• [Exercise directions]
Copy every line of the listing, starting with the line that contains "Drop a point on every instance of the construction" and going on through the end of the listing. Shift each answer by adding 53 to both its x and y coordinates.

Records
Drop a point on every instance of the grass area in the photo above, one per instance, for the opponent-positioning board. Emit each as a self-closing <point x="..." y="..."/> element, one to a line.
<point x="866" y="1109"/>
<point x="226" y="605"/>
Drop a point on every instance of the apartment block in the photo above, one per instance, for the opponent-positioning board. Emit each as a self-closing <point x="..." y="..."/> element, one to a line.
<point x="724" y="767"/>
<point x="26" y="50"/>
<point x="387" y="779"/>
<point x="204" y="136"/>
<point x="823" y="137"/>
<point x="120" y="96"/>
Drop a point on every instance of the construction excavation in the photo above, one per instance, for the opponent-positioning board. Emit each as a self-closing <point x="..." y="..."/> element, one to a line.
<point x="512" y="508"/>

• [The output]
Drop a point on every instance of the construction excavation in the photo above, one per instance, for the opponent-positioning board. Emit each as a self-closing <point x="..." y="..."/> element, one to a line.
<point x="565" y="561"/>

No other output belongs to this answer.